Report every line of the records below that contains the word "blue", copying each line in full.

(Records of labeled boxes)
=======

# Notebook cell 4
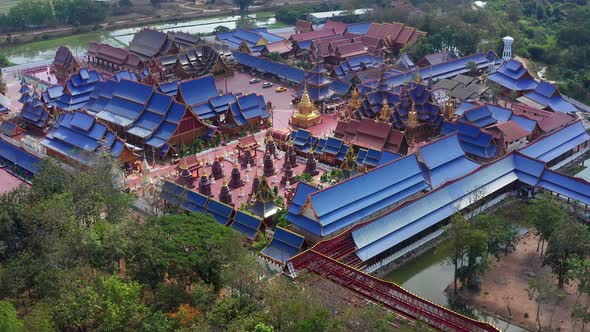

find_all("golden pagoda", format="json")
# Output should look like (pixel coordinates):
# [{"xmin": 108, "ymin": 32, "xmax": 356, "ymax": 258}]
[
  {"xmin": 406, "ymin": 103, "xmax": 418, "ymax": 127},
  {"xmin": 340, "ymin": 146, "xmax": 358, "ymax": 178},
  {"xmin": 291, "ymin": 86, "xmax": 322, "ymax": 128},
  {"xmin": 379, "ymin": 98, "xmax": 391, "ymax": 122},
  {"xmin": 443, "ymin": 99, "xmax": 455, "ymax": 120}
]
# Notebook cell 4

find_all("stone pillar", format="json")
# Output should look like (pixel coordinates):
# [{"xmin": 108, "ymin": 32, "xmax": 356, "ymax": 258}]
[
  {"xmin": 219, "ymin": 179, "xmax": 234, "ymax": 206},
  {"xmin": 263, "ymin": 153, "xmax": 276, "ymax": 178}
]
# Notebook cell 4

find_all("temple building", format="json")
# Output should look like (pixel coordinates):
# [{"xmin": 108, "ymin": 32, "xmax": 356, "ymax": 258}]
[
  {"xmin": 290, "ymin": 86, "xmax": 322, "ymax": 128},
  {"xmin": 86, "ymin": 43, "xmax": 144, "ymax": 74},
  {"xmin": 41, "ymin": 111, "xmax": 139, "ymax": 166},
  {"xmin": 129, "ymin": 29, "xmax": 180, "ymax": 59},
  {"xmin": 51, "ymin": 46, "xmax": 80, "ymax": 81},
  {"xmin": 158, "ymin": 45, "xmax": 233, "ymax": 79}
]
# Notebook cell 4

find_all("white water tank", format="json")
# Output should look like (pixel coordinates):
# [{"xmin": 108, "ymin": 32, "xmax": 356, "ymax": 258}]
[{"xmin": 502, "ymin": 36, "xmax": 514, "ymax": 61}]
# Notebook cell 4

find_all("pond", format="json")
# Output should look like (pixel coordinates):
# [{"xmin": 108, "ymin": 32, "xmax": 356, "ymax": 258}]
[
  {"xmin": 0, "ymin": 13, "xmax": 277, "ymax": 65},
  {"xmin": 384, "ymin": 248, "xmax": 526, "ymax": 332}
]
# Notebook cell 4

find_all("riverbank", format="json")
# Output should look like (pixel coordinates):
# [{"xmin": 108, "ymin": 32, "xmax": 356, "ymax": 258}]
[
  {"xmin": 0, "ymin": 0, "xmax": 320, "ymax": 48},
  {"xmin": 462, "ymin": 230, "xmax": 590, "ymax": 331}
]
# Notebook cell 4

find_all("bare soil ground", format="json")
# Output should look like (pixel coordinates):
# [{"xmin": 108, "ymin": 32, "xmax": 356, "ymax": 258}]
[{"xmin": 462, "ymin": 230, "xmax": 590, "ymax": 331}]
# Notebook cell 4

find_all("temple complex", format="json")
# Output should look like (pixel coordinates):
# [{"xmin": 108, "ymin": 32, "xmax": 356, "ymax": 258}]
[{"xmin": 291, "ymin": 87, "xmax": 322, "ymax": 128}]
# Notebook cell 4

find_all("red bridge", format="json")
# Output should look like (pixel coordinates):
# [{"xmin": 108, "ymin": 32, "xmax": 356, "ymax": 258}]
[{"xmin": 287, "ymin": 248, "xmax": 499, "ymax": 332}]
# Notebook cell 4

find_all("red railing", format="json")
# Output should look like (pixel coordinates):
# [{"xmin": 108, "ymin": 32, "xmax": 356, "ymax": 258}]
[{"xmin": 288, "ymin": 250, "xmax": 499, "ymax": 332}]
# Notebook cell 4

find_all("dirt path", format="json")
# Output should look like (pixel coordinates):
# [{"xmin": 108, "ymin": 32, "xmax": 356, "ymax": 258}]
[{"xmin": 463, "ymin": 231, "xmax": 590, "ymax": 331}]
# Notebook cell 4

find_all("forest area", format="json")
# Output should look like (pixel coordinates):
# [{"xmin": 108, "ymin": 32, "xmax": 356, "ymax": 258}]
[{"xmin": 0, "ymin": 158, "xmax": 420, "ymax": 332}]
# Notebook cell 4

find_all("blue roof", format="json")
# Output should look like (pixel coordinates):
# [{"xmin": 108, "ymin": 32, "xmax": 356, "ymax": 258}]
[
  {"xmin": 520, "ymin": 121, "xmax": 590, "ymax": 162},
  {"xmin": 178, "ymin": 76, "xmax": 219, "ymax": 106},
  {"xmin": 181, "ymin": 190, "xmax": 209, "ymax": 213},
  {"xmin": 160, "ymin": 181, "xmax": 185, "ymax": 206},
  {"xmin": 488, "ymin": 60, "xmax": 537, "ymax": 91},
  {"xmin": 205, "ymin": 199, "xmax": 234, "ymax": 225},
  {"xmin": 231, "ymin": 210, "xmax": 262, "ymax": 240},
  {"xmin": 217, "ymin": 28, "xmax": 285, "ymax": 49},
  {"xmin": 420, "ymin": 134, "xmax": 479, "ymax": 188},
  {"xmin": 360, "ymin": 52, "xmax": 495, "ymax": 92},
  {"xmin": 288, "ymin": 155, "xmax": 429, "ymax": 236},
  {"xmin": 352, "ymin": 153, "xmax": 590, "ymax": 261},
  {"xmin": 288, "ymin": 181, "xmax": 318, "ymax": 214},
  {"xmin": 525, "ymin": 81, "xmax": 577, "ymax": 113},
  {"xmin": 346, "ymin": 23, "xmax": 371, "ymax": 35},
  {"xmin": 0, "ymin": 138, "xmax": 41, "ymax": 174},
  {"xmin": 260, "ymin": 226, "xmax": 305, "ymax": 264},
  {"xmin": 41, "ymin": 111, "xmax": 124, "ymax": 164}
]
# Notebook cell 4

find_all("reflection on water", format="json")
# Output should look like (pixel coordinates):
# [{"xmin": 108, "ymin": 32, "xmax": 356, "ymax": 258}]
[
  {"xmin": 0, "ymin": 14, "xmax": 277, "ymax": 65},
  {"xmin": 384, "ymin": 248, "xmax": 526, "ymax": 332}
]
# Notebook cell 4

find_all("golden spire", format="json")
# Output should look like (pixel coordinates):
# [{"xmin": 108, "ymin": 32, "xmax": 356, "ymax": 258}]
[
  {"xmin": 299, "ymin": 85, "xmax": 313, "ymax": 110},
  {"xmin": 407, "ymin": 103, "xmax": 418, "ymax": 127},
  {"xmin": 444, "ymin": 99, "xmax": 455, "ymax": 120},
  {"xmin": 379, "ymin": 98, "xmax": 391, "ymax": 122},
  {"xmin": 178, "ymin": 159, "xmax": 188, "ymax": 171}
]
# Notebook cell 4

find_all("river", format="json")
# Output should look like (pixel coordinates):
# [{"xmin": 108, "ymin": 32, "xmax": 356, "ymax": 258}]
[
  {"xmin": 0, "ymin": 13, "xmax": 281, "ymax": 65},
  {"xmin": 384, "ymin": 248, "xmax": 526, "ymax": 332}
]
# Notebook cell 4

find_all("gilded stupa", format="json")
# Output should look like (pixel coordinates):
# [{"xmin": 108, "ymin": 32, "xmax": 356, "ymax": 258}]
[{"xmin": 291, "ymin": 87, "xmax": 322, "ymax": 129}]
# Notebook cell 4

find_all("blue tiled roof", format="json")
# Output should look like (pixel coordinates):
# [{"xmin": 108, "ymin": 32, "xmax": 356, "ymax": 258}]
[
  {"xmin": 488, "ymin": 60, "xmax": 537, "ymax": 91},
  {"xmin": 180, "ymin": 190, "xmax": 209, "ymax": 213},
  {"xmin": 217, "ymin": 28, "xmax": 285, "ymax": 49},
  {"xmin": 205, "ymin": 199, "xmax": 234, "ymax": 225},
  {"xmin": 525, "ymin": 81, "xmax": 577, "ymax": 113},
  {"xmin": 346, "ymin": 23, "xmax": 371, "ymax": 35},
  {"xmin": 178, "ymin": 76, "xmax": 219, "ymax": 106},
  {"xmin": 231, "ymin": 210, "xmax": 262, "ymax": 240},
  {"xmin": 287, "ymin": 155, "xmax": 429, "ymax": 236},
  {"xmin": 41, "ymin": 111, "xmax": 124, "ymax": 164},
  {"xmin": 0, "ymin": 138, "xmax": 41, "ymax": 174},
  {"xmin": 360, "ymin": 52, "xmax": 495, "ymax": 92},
  {"xmin": 260, "ymin": 226, "xmax": 305, "ymax": 264},
  {"xmin": 520, "ymin": 121, "xmax": 590, "ymax": 162},
  {"xmin": 288, "ymin": 181, "xmax": 318, "ymax": 214},
  {"xmin": 160, "ymin": 181, "xmax": 185, "ymax": 206},
  {"xmin": 43, "ymin": 68, "xmax": 103, "ymax": 111},
  {"xmin": 457, "ymin": 121, "xmax": 498, "ymax": 159},
  {"xmin": 352, "ymin": 153, "xmax": 590, "ymax": 261},
  {"xmin": 232, "ymin": 52, "xmax": 305, "ymax": 84},
  {"xmin": 420, "ymin": 134, "xmax": 479, "ymax": 188}
]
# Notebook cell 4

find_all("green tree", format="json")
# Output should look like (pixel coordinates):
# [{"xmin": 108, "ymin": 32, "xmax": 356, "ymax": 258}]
[
  {"xmin": 0, "ymin": 301, "xmax": 24, "ymax": 332},
  {"xmin": 54, "ymin": 276, "xmax": 148, "ymax": 331},
  {"xmin": 527, "ymin": 195, "xmax": 568, "ymax": 257},
  {"xmin": 543, "ymin": 220, "xmax": 590, "ymax": 288}
]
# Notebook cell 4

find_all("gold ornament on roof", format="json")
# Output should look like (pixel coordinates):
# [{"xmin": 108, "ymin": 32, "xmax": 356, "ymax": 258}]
[
  {"xmin": 379, "ymin": 98, "xmax": 391, "ymax": 122},
  {"xmin": 408, "ymin": 103, "xmax": 418, "ymax": 127}
]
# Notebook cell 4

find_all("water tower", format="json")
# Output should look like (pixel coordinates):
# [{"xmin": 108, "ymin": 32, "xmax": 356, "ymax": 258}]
[{"xmin": 502, "ymin": 36, "xmax": 514, "ymax": 62}]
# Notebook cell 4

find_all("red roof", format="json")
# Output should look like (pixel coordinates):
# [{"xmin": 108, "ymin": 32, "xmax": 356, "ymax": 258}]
[
  {"xmin": 366, "ymin": 23, "xmax": 404, "ymax": 39},
  {"xmin": 322, "ymin": 20, "xmax": 346, "ymax": 35},
  {"xmin": 88, "ymin": 43, "xmax": 140, "ymax": 68},
  {"xmin": 486, "ymin": 120, "xmax": 531, "ymax": 143},
  {"xmin": 289, "ymin": 29, "xmax": 336, "ymax": 41},
  {"xmin": 336, "ymin": 42, "xmax": 367, "ymax": 58},
  {"xmin": 295, "ymin": 20, "xmax": 313, "ymax": 32},
  {"xmin": 512, "ymin": 103, "xmax": 576, "ymax": 133},
  {"xmin": 265, "ymin": 40, "xmax": 291, "ymax": 54}
]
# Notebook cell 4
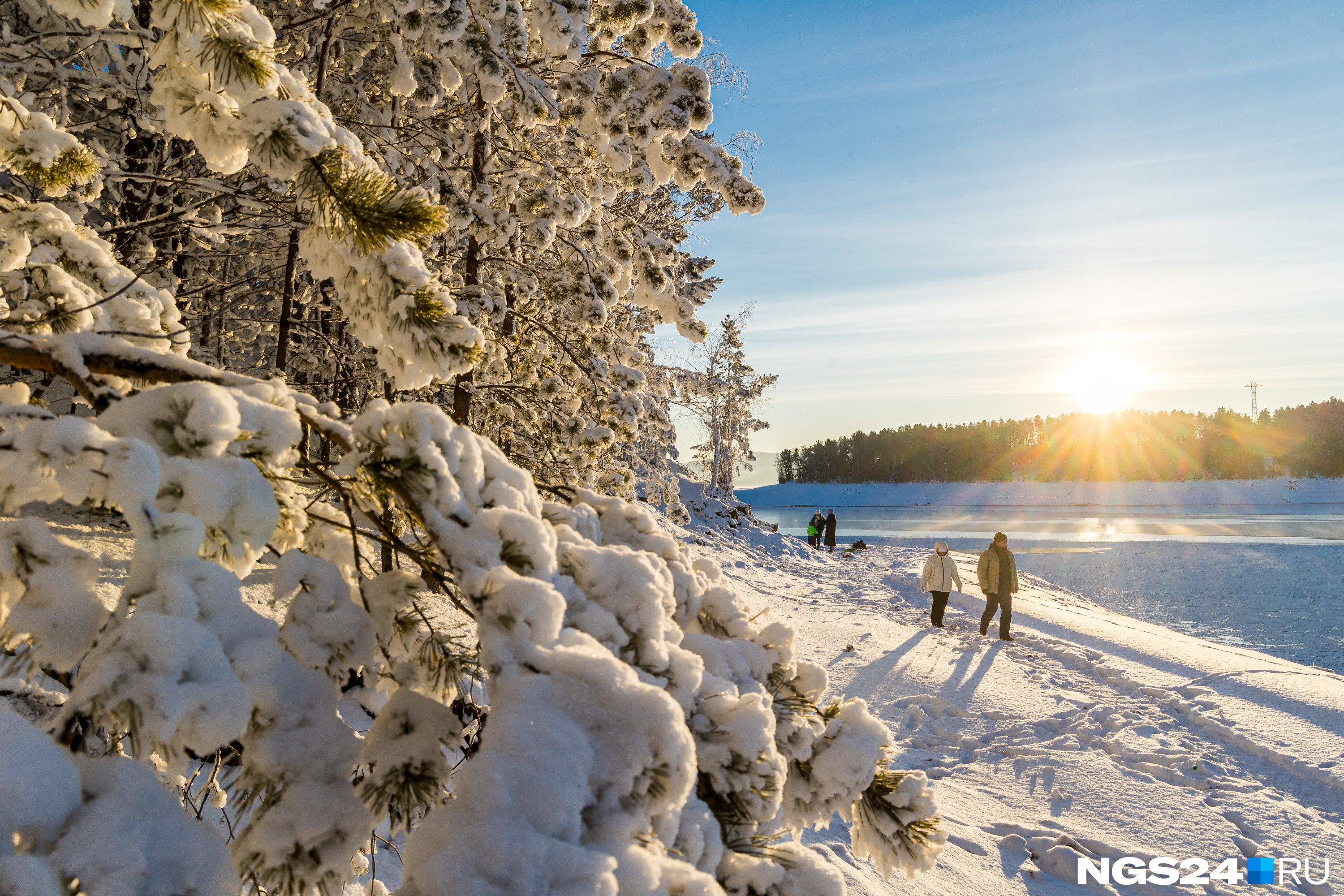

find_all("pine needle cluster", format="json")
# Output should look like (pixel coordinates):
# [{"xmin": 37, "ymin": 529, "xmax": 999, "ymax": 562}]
[
  {"xmin": 19, "ymin": 146, "xmax": 101, "ymax": 196},
  {"xmin": 298, "ymin": 149, "xmax": 448, "ymax": 255},
  {"xmin": 853, "ymin": 766, "xmax": 942, "ymax": 866}
]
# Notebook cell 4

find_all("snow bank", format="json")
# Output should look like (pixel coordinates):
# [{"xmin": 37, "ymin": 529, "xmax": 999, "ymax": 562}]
[{"xmin": 696, "ymin": 518, "xmax": 1344, "ymax": 896}]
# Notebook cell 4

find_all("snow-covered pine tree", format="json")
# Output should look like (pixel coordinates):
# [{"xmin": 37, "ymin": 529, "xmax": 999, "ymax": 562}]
[
  {"xmin": 673, "ymin": 308, "xmax": 780, "ymax": 493},
  {"xmin": 0, "ymin": 0, "xmax": 941, "ymax": 896}
]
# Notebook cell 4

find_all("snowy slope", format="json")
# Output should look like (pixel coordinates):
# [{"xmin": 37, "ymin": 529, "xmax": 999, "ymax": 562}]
[
  {"xmin": 696, "ymin": 526, "xmax": 1344, "ymax": 896},
  {"xmin": 737, "ymin": 478, "xmax": 1344, "ymax": 506},
  {"xmin": 21, "ymin": 483, "xmax": 1344, "ymax": 896}
]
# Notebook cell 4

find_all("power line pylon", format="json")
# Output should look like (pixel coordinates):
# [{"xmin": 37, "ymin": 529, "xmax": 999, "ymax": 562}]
[{"xmin": 1243, "ymin": 380, "xmax": 1265, "ymax": 421}]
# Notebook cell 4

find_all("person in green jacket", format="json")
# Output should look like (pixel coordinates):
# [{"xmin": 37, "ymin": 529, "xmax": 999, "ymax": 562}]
[
  {"xmin": 808, "ymin": 510, "xmax": 827, "ymax": 548},
  {"xmin": 976, "ymin": 532, "xmax": 1017, "ymax": 641}
]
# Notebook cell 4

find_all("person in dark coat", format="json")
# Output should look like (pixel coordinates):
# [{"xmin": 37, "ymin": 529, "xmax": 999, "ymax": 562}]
[
  {"xmin": 976, "ymin": 532, "xmax": 1017, "ymax": 641},
  {"xmin": 808, "ymin": 510, "xmax": 827, "ymax": 548}
]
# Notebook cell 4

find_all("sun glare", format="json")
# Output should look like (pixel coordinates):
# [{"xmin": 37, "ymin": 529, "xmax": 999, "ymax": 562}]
[{"xmin": 1064, "ymin": 355, "xmax": 1142, "ymax": 414}]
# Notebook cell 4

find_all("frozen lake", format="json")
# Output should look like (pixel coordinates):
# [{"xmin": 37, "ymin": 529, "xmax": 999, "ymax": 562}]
[{"xmin": 754, "ymin": 504, "xmax": 1344, "ymax": 670}]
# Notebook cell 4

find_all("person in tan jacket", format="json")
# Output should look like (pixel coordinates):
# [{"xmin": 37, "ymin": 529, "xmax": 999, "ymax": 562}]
[
  {"xmin": 976, "ymin": 532, "xmax": 1017, "ymax": 641},
  {"xmin": 919, "ymin": 541, "xmax": 961, "ymax": 629}
]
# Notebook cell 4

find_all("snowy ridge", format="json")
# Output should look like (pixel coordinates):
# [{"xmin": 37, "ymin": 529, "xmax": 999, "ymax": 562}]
[
  {"xmin": 737, "ymin": 478, "xmax": 1344, "ymax": 506},
  {"xmin": 691, "ymin": 508, "xmax": 1344, "ymax": 896}
]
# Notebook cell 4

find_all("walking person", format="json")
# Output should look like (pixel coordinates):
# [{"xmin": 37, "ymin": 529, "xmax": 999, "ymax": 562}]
[
  {"xmin": 808, "ymin": 510, "xmax": 827, "ymax": 548},
  {"xmin": 919, "ymin": 541, "xmax": 961, "ymax": 629},
  {"xmin": 976, "ymin": 532, "xmax": 1017, "ymax": 641}
]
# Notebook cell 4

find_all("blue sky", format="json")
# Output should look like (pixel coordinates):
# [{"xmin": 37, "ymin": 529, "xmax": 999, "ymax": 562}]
[{"xmin": 668, "ymin": 0, "xmax": 1344, "ymax": 450}]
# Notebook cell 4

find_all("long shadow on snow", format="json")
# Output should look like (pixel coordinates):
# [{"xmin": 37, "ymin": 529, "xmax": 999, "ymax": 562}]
[
  {"xmin": 952, "ymin": 594, "xmax": 1344, "ymax": 731},
  {"xmin": 847, "ymin": 630, "xmax": 931, "ymax": 700}
]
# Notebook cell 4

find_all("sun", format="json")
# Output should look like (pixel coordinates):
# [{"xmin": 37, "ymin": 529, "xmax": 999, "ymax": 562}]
[{"xmin": 1063, "ymin": 353, "xmax": 1142, "ymax": 414}]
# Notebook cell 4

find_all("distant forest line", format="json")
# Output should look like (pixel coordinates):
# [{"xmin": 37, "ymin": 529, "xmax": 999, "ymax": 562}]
[{"xmin": 775, "ymin": 398, "xmax": 1344, "ymax": 482}]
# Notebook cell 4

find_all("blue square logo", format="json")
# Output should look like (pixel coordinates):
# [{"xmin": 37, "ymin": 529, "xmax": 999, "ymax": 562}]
[{"xmin": 1246, "ymin": 856, "xmax": 1274, "ymax": 884}]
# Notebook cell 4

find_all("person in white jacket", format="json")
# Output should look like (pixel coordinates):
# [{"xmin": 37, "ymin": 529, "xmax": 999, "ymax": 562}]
[{"xmin": 919, "ymin": 541, "xmax": 961, "ymax": 629}]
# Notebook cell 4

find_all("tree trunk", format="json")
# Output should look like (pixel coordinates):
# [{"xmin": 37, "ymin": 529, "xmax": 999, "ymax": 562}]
[
  {"xmin": 453, "ymin": 94, "xmax": 485, "ymax": 426},
  {"xmin": 276, "ymin": 230, "xmax": 298, "ymax": 376}
]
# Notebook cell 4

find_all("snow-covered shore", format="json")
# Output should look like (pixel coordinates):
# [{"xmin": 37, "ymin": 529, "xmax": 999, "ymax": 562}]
[
  {"xmin": 695, "ymin": 508, "xmax": 1344, "ymax": 896},
  {"xmin": 18, "ymin": 489, "xmax": 1344, "ymax": 896},
  {"xmin": 737, "ymin": 478, "xmax": 1344, "ymax": 506}
]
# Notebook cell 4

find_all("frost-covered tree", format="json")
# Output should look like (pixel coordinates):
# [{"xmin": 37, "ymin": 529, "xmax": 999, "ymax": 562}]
[
  {"xmin": 0, "ymin": 333, "xmax": 943, "ymax": 896},
  {"xmin": 0, "ymin": 0, "xmax": 943, "ymax": 896},
  {"xmin": 673, "ymin": 309, "xmax": 780, "ymax": 493}
]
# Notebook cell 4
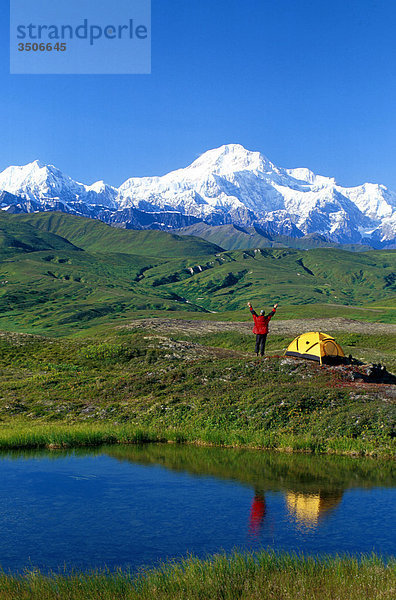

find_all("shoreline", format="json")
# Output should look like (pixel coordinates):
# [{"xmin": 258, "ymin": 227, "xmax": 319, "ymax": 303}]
[
  {"xmin": 0, "ymin": 551, "xmax": 396, "ymax": 600},
  {"xmin": 0, "ymin": 423, "xmax": 396, "ymax": 460}
]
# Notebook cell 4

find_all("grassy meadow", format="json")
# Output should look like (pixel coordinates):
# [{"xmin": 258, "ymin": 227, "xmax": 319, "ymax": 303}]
[
  {"xmin": 0, "ymin": 213, "xmax": 396, "ymax": 456},
  {"xmin": 0, "ymin": 552, "xmax": 396, "ymax": 600}
]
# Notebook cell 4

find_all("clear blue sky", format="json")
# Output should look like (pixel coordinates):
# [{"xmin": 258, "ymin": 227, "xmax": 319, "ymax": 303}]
[{"xmin": 0, "ymin": 0, "xmax": 396, "ymax": 190}]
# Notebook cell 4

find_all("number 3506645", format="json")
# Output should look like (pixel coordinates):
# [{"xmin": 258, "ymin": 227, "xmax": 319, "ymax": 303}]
[{"xmin": 18, "ymin": 42, "xmax": 67, "ymax": 52}]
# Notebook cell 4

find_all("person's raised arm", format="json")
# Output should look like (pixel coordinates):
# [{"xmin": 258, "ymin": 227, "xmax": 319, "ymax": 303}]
[{"xmin": 268, "ymin": 303, "xmax": 278, "ymax": 320}]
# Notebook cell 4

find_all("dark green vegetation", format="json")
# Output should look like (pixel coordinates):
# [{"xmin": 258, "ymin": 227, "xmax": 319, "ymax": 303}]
[
  {"xmin": 0, "ymin": 552, "xmax": 396, "ymax": 600},
  {"xmin": 0, "ymin": 328, "xmax": 396, "ymax": 456},
  {"xmin": 0, "ymin": 213, "xmax": 396, "ymax": 334},
  {"xmin": 178, "ymin": 223, "xmax": 372, "ymax": 252},
  {"xmin": 0, "ymin": 213, "xmax": 396, "ymax": 455}
]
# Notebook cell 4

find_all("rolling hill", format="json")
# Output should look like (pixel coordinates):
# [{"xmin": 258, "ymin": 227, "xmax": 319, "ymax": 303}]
[{"xmin": 0, "ymin": 213, "xmax": 396, "ymax": 331}]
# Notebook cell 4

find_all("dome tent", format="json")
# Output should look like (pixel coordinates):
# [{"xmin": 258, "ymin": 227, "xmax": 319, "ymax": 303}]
[{"xmin": 285, "ymin": 331, "xmax": 345, "ymax": 364}]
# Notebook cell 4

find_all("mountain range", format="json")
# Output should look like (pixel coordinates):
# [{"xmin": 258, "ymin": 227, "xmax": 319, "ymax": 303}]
[{"xmin": 0, "ymin": 144, "xmax": 396, "ymax": 248}]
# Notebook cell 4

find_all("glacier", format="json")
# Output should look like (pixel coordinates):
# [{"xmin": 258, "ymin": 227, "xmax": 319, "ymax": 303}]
[{"xmin": 0, "ymin": 144, "xmax": 396, "ymax": 247}]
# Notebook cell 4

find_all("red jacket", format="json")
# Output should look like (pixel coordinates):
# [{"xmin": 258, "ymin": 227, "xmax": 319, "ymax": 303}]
[{"xmin": 250, "ymin": 308, "xmax": 276, "ymax": 335}]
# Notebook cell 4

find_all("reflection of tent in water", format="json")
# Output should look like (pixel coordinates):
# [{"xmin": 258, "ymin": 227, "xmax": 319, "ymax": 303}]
[
  {"xmin": 285, "ymin": 331, "xmax": 345, "ymax": 364},
  {"xmin": 286, "ymin": 492, "xmax": 342, "ymax": 526}
]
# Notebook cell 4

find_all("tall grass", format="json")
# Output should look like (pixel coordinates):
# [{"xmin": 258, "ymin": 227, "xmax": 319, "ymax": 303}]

=======

(TASK ANSWER)
find_all("blue roof", format="json")
find_all("blue tiled roof", format="json")
find_all("blue sky", format="json")
find_all("blue square logo", format="json")
find_all("clear blue sky", format="json")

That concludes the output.